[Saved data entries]
◆ ◆ ◆
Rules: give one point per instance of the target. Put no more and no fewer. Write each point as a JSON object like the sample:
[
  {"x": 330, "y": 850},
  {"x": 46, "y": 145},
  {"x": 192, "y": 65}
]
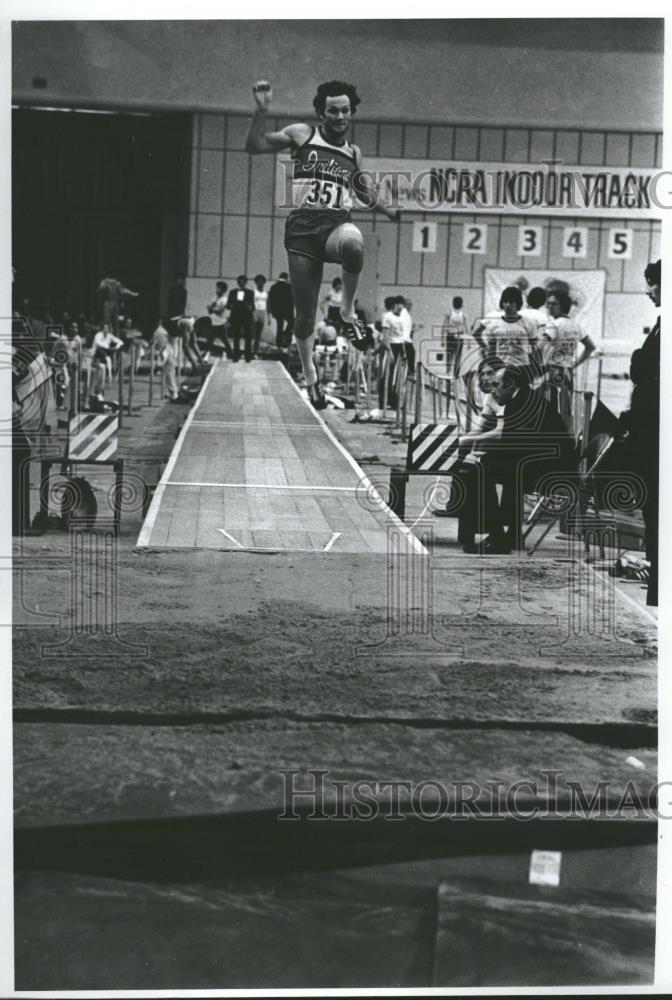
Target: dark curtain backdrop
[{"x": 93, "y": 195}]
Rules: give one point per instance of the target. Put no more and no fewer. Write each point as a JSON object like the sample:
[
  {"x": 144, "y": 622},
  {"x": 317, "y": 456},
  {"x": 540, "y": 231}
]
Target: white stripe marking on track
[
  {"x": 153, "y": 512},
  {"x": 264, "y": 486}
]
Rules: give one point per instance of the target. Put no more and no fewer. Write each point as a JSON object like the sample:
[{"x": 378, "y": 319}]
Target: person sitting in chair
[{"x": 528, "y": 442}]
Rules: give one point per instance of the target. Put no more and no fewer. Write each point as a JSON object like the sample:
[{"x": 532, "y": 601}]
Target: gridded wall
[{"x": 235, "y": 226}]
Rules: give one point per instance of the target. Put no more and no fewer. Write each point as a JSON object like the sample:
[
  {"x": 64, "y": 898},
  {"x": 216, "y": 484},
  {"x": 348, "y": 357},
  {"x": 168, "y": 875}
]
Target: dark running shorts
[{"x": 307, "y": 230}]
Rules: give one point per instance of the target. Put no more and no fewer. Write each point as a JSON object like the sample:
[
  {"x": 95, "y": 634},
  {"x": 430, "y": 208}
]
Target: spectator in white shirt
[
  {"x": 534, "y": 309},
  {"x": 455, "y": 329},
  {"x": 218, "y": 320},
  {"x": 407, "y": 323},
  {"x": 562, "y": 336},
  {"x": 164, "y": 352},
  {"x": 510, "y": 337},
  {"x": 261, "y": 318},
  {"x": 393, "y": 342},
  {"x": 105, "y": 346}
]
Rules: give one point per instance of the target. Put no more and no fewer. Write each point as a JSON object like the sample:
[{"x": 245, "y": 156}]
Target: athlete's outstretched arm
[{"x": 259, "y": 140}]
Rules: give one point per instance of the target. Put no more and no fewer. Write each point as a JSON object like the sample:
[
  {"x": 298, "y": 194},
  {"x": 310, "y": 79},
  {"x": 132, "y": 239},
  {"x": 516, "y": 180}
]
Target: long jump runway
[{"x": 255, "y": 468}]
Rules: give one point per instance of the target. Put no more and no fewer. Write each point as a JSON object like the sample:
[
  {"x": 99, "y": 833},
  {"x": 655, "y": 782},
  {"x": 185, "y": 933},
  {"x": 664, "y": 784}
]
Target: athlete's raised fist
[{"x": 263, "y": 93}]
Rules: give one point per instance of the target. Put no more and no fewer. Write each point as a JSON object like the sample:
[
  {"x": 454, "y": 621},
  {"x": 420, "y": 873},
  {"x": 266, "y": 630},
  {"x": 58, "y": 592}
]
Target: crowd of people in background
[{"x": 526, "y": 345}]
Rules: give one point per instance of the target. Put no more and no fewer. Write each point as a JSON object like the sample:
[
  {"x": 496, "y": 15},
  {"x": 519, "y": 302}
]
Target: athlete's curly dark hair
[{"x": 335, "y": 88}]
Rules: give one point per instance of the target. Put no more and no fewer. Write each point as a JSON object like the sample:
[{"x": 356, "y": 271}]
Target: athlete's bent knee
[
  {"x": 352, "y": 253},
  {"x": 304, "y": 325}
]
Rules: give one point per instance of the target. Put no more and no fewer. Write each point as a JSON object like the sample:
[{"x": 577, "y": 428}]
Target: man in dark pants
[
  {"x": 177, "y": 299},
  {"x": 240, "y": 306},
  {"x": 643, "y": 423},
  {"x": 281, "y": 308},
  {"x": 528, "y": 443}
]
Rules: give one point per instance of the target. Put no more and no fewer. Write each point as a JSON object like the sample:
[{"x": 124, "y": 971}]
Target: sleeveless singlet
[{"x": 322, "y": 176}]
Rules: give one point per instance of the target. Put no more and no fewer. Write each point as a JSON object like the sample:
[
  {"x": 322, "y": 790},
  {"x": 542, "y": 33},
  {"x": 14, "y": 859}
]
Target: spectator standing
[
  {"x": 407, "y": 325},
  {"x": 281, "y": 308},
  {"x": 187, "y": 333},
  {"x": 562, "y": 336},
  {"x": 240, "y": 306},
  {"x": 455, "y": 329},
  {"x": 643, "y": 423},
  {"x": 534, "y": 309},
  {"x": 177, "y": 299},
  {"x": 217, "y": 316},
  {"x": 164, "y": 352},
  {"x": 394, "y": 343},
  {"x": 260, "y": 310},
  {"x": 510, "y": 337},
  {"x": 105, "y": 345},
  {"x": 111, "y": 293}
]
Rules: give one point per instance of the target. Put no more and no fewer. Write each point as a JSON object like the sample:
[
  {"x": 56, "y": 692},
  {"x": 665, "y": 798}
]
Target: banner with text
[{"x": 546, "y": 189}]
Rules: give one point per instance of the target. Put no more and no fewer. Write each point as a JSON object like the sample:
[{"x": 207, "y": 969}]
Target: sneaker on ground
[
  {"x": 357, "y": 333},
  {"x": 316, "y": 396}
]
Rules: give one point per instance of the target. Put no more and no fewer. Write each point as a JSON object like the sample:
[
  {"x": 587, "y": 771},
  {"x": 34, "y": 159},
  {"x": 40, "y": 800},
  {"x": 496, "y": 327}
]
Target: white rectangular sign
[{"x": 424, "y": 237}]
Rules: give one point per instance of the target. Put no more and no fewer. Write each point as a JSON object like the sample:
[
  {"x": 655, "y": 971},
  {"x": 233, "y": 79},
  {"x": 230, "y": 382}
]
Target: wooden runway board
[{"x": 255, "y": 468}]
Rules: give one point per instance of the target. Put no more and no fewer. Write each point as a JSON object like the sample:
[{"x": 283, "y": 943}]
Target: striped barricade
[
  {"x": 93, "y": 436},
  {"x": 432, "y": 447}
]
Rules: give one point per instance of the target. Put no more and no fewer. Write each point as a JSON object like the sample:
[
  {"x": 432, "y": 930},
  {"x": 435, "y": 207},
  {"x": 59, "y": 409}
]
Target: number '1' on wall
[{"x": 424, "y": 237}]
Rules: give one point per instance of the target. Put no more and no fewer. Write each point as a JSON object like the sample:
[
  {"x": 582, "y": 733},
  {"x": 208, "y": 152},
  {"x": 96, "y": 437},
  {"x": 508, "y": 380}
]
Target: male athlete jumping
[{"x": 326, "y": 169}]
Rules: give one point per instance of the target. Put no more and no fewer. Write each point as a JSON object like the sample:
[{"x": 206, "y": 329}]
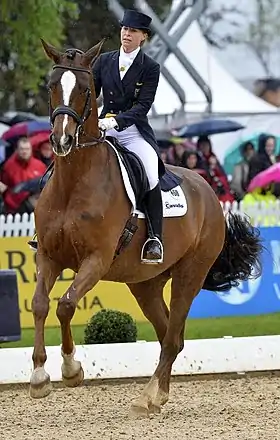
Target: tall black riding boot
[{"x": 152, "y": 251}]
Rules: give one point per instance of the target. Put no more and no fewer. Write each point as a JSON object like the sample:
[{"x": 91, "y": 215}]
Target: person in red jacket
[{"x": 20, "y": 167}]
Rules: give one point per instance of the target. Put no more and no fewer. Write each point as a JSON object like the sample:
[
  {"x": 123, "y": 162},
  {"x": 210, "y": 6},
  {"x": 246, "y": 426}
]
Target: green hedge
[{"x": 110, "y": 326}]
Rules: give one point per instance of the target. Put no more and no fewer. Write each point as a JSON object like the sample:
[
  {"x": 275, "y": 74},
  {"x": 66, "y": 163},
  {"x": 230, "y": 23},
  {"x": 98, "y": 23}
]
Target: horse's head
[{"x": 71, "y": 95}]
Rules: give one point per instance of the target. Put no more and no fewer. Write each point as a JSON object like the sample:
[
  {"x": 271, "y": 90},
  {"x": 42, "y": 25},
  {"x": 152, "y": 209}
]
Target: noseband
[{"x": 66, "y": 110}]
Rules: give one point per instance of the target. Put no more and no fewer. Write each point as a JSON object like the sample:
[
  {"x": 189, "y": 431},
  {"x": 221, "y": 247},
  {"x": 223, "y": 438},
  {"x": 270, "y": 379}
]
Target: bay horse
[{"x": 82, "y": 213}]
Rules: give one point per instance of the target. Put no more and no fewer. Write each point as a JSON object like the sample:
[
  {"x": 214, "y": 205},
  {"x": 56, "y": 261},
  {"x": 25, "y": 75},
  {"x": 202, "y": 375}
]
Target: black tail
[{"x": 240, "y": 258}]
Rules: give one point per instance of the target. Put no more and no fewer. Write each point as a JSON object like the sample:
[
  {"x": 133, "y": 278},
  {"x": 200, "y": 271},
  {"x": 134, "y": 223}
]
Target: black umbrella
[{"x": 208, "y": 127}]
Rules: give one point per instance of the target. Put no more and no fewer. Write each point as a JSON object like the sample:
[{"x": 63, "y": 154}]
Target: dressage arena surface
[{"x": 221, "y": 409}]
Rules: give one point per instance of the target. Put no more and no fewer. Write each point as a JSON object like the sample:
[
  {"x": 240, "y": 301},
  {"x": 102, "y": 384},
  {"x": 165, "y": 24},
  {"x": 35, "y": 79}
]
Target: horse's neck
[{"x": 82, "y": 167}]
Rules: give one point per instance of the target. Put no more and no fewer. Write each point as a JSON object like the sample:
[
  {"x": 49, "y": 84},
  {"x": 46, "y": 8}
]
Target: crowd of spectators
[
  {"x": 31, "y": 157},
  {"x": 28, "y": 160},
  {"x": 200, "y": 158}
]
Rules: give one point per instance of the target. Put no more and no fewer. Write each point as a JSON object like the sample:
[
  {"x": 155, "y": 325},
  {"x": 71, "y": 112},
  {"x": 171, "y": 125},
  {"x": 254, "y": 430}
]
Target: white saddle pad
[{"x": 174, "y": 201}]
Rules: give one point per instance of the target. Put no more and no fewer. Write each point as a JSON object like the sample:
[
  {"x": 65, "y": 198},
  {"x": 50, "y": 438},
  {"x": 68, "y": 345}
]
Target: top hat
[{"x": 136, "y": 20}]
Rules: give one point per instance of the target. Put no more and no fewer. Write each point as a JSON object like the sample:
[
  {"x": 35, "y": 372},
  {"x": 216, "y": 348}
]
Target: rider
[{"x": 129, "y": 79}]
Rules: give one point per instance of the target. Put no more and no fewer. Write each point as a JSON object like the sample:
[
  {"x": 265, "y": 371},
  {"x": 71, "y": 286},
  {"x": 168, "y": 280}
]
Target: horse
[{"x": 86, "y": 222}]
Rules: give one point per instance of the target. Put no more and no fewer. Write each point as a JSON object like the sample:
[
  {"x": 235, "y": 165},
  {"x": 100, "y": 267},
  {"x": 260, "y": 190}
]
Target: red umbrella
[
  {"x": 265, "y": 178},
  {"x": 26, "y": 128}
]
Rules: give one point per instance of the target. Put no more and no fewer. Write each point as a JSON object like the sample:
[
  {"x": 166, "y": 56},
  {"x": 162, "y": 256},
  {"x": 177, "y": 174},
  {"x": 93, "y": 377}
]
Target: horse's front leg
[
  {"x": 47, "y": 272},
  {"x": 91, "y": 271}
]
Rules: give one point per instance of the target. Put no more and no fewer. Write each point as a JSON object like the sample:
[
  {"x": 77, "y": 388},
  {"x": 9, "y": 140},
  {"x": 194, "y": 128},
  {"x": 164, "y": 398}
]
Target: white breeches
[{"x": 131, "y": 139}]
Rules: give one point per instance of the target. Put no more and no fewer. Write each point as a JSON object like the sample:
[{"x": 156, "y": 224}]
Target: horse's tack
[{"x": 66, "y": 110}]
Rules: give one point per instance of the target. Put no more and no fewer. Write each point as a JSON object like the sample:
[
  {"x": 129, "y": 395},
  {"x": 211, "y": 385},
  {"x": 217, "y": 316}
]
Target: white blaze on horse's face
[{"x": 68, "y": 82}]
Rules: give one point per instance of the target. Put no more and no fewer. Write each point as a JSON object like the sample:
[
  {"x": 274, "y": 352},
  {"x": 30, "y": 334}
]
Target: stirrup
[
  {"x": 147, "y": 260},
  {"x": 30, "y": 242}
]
◆ ◆ ◆
Please count the lines of the entries that contain the word "wall", with case counting. Give the number alone.

2